━━━━━ Excerpted passage

The present disclosure relates to a calandria, which is used in an apparatus for crystallizing sugar cane syrup. More particularly, the present disclosure relates to an annular type steam jacketed tubeless calandria, which is partitioned into a number of sectors for better crystallization of massecuite.
BACKGROUND OF THE INVENTION:
The crystallisation stage of sugar recovery and manufacture from concentrated cane juice is commonly performed in continuous/batch pans, which include a calandria, into which steam or vapour is fed to cause heating and boiling of the massecuite (sugar crystals and molasses). . Vigorous circulation is highly desirable both for even crystal growth and for good heat transfer from the calandria.

━━━━━━━━━━
━━━━━ Record extracts

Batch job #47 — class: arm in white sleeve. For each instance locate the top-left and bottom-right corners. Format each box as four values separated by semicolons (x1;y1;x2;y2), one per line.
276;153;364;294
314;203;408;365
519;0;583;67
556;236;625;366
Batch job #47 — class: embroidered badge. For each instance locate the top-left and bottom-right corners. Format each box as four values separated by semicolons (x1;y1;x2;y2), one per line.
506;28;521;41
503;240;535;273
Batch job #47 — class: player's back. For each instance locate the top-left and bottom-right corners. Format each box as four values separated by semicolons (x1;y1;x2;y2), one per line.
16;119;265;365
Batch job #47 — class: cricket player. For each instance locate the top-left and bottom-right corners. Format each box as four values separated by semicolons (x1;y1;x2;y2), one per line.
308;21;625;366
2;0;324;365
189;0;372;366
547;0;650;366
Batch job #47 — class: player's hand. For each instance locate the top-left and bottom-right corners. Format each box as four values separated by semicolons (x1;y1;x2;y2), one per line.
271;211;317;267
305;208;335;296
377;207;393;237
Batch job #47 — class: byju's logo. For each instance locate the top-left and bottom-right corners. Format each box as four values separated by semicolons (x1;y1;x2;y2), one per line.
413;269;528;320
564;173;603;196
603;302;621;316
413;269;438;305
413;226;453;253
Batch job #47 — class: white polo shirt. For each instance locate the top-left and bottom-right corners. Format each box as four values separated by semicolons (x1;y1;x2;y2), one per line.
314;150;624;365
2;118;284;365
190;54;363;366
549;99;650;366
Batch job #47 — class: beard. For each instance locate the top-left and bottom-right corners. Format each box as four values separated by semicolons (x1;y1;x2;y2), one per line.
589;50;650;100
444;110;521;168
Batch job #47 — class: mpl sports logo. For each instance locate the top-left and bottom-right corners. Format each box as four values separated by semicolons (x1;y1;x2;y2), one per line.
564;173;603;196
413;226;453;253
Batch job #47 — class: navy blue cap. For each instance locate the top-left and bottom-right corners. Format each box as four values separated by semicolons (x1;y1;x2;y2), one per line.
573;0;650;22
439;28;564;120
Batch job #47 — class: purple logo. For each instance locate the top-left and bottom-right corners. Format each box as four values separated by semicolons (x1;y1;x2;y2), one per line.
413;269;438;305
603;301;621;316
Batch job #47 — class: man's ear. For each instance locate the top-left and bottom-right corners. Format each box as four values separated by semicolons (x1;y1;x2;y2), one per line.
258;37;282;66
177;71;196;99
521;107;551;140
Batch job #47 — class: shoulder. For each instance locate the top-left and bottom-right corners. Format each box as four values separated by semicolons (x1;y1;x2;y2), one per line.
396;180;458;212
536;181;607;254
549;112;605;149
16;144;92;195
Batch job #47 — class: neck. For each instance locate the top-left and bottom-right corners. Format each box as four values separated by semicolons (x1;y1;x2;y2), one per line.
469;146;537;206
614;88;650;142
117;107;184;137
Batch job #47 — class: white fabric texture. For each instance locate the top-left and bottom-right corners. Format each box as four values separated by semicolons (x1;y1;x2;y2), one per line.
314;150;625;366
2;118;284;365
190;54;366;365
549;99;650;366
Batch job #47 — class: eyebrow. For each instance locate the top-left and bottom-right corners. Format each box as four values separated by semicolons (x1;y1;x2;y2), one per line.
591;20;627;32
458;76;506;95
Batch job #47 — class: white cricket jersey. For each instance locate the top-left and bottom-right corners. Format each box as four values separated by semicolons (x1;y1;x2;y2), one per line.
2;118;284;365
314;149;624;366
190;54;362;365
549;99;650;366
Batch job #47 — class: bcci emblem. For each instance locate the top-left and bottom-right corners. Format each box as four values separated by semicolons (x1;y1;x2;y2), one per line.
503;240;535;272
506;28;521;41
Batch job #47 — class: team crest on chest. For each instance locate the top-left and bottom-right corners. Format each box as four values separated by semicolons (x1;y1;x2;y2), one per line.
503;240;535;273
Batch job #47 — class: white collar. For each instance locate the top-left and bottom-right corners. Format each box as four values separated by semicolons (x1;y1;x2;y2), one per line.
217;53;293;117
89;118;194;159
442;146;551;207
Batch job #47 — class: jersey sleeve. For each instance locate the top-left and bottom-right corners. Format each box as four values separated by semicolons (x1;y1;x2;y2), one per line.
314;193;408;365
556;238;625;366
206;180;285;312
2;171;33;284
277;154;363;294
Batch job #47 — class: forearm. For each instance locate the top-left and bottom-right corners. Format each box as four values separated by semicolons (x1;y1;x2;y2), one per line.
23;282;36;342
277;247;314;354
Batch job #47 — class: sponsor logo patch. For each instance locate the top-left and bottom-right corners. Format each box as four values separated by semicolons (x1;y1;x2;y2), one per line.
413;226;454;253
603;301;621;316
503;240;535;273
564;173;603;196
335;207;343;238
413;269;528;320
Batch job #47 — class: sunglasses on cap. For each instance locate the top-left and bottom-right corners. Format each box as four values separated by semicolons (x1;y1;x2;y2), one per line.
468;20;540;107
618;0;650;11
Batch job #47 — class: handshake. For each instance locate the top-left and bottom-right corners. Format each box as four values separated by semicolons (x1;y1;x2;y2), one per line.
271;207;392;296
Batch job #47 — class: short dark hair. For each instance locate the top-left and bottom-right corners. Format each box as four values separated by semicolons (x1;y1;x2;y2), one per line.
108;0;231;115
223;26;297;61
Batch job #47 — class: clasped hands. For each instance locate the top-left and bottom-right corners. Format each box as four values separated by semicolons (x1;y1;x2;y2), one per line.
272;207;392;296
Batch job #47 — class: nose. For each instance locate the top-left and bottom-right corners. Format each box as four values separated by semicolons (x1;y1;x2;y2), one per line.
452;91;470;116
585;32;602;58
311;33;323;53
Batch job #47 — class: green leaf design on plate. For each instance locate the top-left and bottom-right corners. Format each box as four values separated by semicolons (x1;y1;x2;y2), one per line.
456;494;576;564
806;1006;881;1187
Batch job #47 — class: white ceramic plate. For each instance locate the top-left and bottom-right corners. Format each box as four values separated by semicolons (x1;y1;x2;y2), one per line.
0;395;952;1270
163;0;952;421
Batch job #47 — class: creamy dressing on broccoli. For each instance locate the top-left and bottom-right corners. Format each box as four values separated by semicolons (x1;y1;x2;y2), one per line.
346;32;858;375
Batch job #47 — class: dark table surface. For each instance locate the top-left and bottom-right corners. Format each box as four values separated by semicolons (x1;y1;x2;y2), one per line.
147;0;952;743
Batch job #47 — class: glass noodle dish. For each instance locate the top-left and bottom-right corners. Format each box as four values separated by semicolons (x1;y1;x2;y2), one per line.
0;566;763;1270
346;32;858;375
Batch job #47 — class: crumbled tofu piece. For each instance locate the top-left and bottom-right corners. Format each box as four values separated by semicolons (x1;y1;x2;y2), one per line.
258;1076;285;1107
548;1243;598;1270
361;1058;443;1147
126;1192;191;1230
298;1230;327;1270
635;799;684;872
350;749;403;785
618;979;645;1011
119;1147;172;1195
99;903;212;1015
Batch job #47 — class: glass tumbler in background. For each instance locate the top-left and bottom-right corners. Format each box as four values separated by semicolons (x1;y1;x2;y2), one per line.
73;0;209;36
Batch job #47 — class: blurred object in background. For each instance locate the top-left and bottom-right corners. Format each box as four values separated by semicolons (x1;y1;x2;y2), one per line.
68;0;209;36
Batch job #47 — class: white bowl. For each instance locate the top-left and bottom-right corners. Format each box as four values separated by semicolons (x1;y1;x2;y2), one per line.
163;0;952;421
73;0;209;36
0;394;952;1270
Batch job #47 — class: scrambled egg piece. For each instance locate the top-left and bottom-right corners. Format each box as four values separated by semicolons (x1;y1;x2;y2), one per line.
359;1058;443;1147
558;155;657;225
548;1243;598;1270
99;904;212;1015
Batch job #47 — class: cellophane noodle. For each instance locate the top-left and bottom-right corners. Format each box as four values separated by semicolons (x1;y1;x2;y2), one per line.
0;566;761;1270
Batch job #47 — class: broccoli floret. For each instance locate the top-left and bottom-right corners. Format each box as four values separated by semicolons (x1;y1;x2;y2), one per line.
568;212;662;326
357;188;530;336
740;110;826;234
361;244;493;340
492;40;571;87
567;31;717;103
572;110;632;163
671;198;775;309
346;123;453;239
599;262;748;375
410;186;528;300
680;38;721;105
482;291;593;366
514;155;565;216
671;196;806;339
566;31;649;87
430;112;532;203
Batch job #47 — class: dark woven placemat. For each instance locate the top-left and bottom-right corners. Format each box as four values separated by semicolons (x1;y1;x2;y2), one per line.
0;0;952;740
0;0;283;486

━━━━━━━━━━

Can you carry on the passage about the sugar-crystallizing calandria, starting after its last sentence?

= Task response =
An apparatus (batch pan) for crystallization of sugar cane comprises a closed vessel, whose interior is under sub-atmospheric pressure, a heating calandria at the bottom of the vessel, and a mechanical agitator/circulator for accelerating the massecuite heating cycle in the calandria. During each production cycle, the closed vessel is filled with a sufficient volume of syrup to cover the calandria at the bottom of the vessel, this volume of syrup is concentrated to bring it to a state of supersaturation and the syrup is grained. Circulation in vacuum pans is promoted by the bubbles of vapour due to heating in the tubes. These bubbles tend to rise, growing as they do so and agitate the mass and lift it towards the surface while the circulation is caused and accelerated by this motion force, it is on the other hand, slowed down by the resistance due to the shape and disposition of the calandria tubes and the resultant pressure drop.
US 7195674B2 titled "Continuous pan crystallizer" related to a continuous pan crystallizer for use in the sugar industry includes a heated zone in the form of a steam chamber below a calandria. The heated zone heats massecuite in the area below the calandria in the pan and

reduces massecuite density and viscosity and promotes the vigorous circulation required for even crystal growth.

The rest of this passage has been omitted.